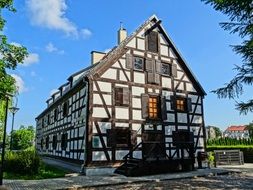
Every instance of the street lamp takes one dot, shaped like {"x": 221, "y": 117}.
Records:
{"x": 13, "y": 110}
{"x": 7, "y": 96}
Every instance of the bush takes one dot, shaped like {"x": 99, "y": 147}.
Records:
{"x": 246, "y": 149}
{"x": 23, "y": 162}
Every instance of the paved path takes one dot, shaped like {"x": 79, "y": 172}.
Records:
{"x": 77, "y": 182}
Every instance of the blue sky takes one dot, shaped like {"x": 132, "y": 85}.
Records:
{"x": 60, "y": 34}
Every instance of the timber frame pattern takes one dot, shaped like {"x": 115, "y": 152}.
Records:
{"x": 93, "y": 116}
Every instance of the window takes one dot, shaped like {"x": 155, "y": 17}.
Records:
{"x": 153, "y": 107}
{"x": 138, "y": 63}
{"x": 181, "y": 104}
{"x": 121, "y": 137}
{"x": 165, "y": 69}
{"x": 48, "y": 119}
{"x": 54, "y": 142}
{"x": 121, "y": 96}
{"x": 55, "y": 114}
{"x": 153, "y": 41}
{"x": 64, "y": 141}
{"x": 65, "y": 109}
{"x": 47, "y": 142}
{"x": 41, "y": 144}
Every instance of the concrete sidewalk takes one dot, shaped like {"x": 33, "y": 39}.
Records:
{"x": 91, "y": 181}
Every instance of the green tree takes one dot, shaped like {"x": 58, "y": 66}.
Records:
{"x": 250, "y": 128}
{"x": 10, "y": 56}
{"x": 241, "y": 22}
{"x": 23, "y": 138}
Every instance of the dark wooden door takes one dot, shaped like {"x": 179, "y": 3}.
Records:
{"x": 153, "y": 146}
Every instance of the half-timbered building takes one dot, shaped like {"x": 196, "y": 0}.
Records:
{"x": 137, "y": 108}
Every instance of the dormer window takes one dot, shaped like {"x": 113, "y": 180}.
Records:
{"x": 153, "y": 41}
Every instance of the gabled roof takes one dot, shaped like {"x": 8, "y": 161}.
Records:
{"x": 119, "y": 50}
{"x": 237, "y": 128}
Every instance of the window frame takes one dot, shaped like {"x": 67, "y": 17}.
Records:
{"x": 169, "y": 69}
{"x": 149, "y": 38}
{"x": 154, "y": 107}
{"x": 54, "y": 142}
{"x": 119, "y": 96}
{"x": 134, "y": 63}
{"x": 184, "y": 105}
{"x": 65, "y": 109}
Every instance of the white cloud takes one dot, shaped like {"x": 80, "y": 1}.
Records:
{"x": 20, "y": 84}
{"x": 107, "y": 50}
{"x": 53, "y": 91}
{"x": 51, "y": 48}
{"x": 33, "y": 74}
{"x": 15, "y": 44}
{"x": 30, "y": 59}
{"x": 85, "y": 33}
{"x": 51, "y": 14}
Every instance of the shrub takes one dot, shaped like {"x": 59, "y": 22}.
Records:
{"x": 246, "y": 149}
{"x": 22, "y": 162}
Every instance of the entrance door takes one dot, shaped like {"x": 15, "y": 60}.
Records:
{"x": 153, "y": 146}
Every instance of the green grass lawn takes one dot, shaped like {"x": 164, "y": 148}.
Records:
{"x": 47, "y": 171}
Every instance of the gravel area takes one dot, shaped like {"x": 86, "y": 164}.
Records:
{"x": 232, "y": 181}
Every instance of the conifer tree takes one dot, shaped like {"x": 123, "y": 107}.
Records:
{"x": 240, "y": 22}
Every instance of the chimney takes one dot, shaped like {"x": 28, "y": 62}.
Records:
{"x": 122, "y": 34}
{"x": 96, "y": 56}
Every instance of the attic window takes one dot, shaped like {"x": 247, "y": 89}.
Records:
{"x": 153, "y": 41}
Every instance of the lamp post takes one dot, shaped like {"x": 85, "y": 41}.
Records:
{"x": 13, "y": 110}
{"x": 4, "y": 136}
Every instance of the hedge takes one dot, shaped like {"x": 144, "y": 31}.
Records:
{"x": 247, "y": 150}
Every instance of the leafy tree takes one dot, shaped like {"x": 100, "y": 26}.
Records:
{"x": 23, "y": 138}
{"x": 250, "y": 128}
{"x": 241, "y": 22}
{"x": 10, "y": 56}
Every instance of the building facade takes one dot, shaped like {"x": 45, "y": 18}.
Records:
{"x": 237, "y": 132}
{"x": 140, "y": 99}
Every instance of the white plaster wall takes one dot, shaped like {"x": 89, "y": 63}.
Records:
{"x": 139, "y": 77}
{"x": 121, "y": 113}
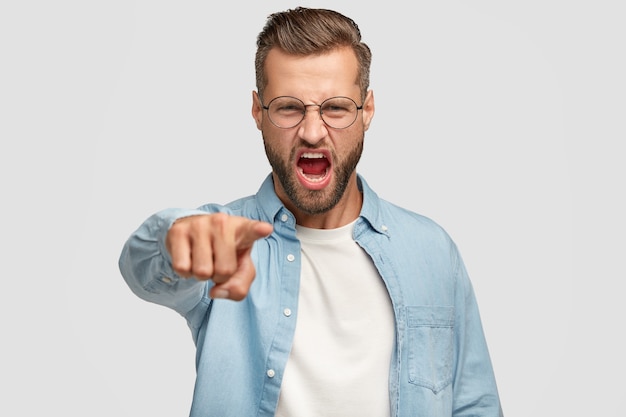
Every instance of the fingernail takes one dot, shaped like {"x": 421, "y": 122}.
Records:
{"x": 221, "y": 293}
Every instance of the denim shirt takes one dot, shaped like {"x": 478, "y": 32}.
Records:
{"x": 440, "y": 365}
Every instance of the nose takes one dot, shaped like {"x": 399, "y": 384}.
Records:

________________

**ACTIVITY**
All entries above should be printed exactly, though without their pictures.

**WRITTEN RESPONSE**
Every instance of the street lamp takes one dot, shaped like {"x": 221, "y": 117}.
Records:
{"x": 13, "y": 110}
{"x": 7, "y": 96}
Every instance of the bush takes one dot, shaped like {"x": 99, "y": 147}.
Records:
{"x": 246, "y": 149}
{"x": 23, "y": 162}
Every instance of the paved path takes one dot, shaped like {"x": 79, "y": 172}.
Records:
{"x": 77, "y": 182}
Every instance of the blue sky takes one dot, shaped like {"x": 132, "y": 85}.
Records:
{"x": 60, "y": 34}
Every instance of the timber frame pattern takes one dot, shaped like {"x": 115, "y": 152}.
Records:
{"x": 93, "y": 116}
Every instance of the window takes one dot, shaped like {"x": 155, "y": 17}.
Records:
{"x": 153, "y": 107}
{"x": 138, "y": 63}
{"x": 181, "y": 104}
{"x": 121, "y": 137}
{"x": 165, "y": 69}
{"x": 48, "y": 119}
{"x": 54, "y": 142}
{"x": 121, "y": 96}
{"x": 55, "y": 114}
{"x": 153, "y": 41}
{"x": 64, "y": 141}
{"x": 65, "y": 109}
{"x": 47, "y": 142}
{"x": 41, "y": 144}
Every instance of the concrete sidewalk takes one dot, shaped like {"x": 33, "y": 39}.
Records:
{"x": 91, "y": 181}
Every instance of the green tree takes one dot, shaped like {"x": 58, "y": 66}.
Records:
{"x": 250, "y": 128}
{"x": 10, "y": 56}
{"x": 241, "y": 22}
{"x": 23, "y": 138}
Every instance of the dark wooden door takes one dot, shaped like {"x": 179, "y": 3}.
Records:
{"x": 153, "y": 146}
Every instance of the half-timbered building takes one dot, shaped like {"x": 196, "y": 0}.
Records:
{"x": 137, "y": 108}
Every instance of the dormer window takes one dot, shaped like {"x": 113, "y": 180}.
Records:
{"x": 153, "y": 41}
Every instance of the gabled roof takes one dot, shaped like {"x": 8, "y": 161}.
Records:
{"x": 119, "y": 50}
{"x": 237, "y": 128}
Every instance of the window frame takes one dot, shaped like {"x": 67, "y": 17}.
Records:
{"x": 169, "y": 69}
{"x": 149, "y": 38}
{"x": 154, "y": 107}
{"x": 54, "y": 142}
{"x": 119, "y": 96}
{"x": 134, "y": 63}
{"x": 184, "y": 105}
{"x": 65, "y": 109}
Every instance of the white cloud takes one dot, shaped like {"x": 80, "y": 1}.
Records:
{"x": 20, "y": 84}
{"x": 107, "y": 50}
{"x": 53, "y": 91}
{"x": 51, "y": 48}
{"x": 33, "y": 74}
{"x": 15, "y": 44}
{"x": 30, "y": 59}
{"x": 85, "y": 33}
{"x": 51, "y": 14}
Every instance of the shrub takes one dot, shaped like {"x": 59, "y": 22}.
Records:
{"x": 246, "y": 149}
{"x": 22, "y": 162}
Every instance of the entrance door takes one dot, shaped like {"x": 15, "y": 60}.
Records:
{"x": 153, "y": 146}
Every instance of the green grass lawn takes one dot, shaped like {"x": 164, "y": 148}.
Records:
{"x": 47, "y": 171}
Every instance of the gravel area takes one dot, shaped like {"x": 86, "y": 164}.
Records:
{"x": 232, "y": 181}
Every instance of the conifer tree takes one dot, shaped like {"x": 123, "y": 107}.
Records:
{"x": 240, "y": 22}
Every instance of the chimney takes one dot, shaped like {"x": 28, "y": 62}.
Records:
{"x": 122, "y": 34}
{"x": 96, "y": 56}
Every instance of the attic window takes one dot, shaped like {"x": 247, "y": 89}.
Records:
{"x": 153, "y": 41}
Every instance of the lamp post takes one dot, shaped like {"x": 85, "y": 41}.
Records:
{"x": 13, "y": 110}
{"x": 4, "y": 136}
Every instance of the hedge takes one dot, shaped like {"x": 144, "y": 31}.
Records:
{"x": 247, "y": 150}
Every instance of the leafy tree takes one dot, shaped like {"x": 100, "y": 26}.
Records:
{"x": 23, "y": 138}
{"x": 250, "y": 128}
{"x": 241, "y": 22}
{"x": 10, "y": 56}
Every instance of the building facade takes one dot, shaped like {"x": 45, "y": 18}.
Records:
{"x": 237, "y": 132}
{"x": 140, "y": 99}
Every instance of the white plaster wall takes one dot, shaped like {"x": 89, "y": 63}.
Records:
{"x": 139, "y": 77}
{"x": 121, "y": 113}
Every instance of the fingernail takes one dot, shaped like {"x": 421, "y": 122}.
Records:
{"x": 221, "y": 293}
Every instance of the denim shirt takes one dot, shaped like {"x": 478, "y": 32}.
Records:
{"x": 440, "y": 365}
Every instance of the nose takes one dot, shaped like {"x": 399, "y": 384}.
Records:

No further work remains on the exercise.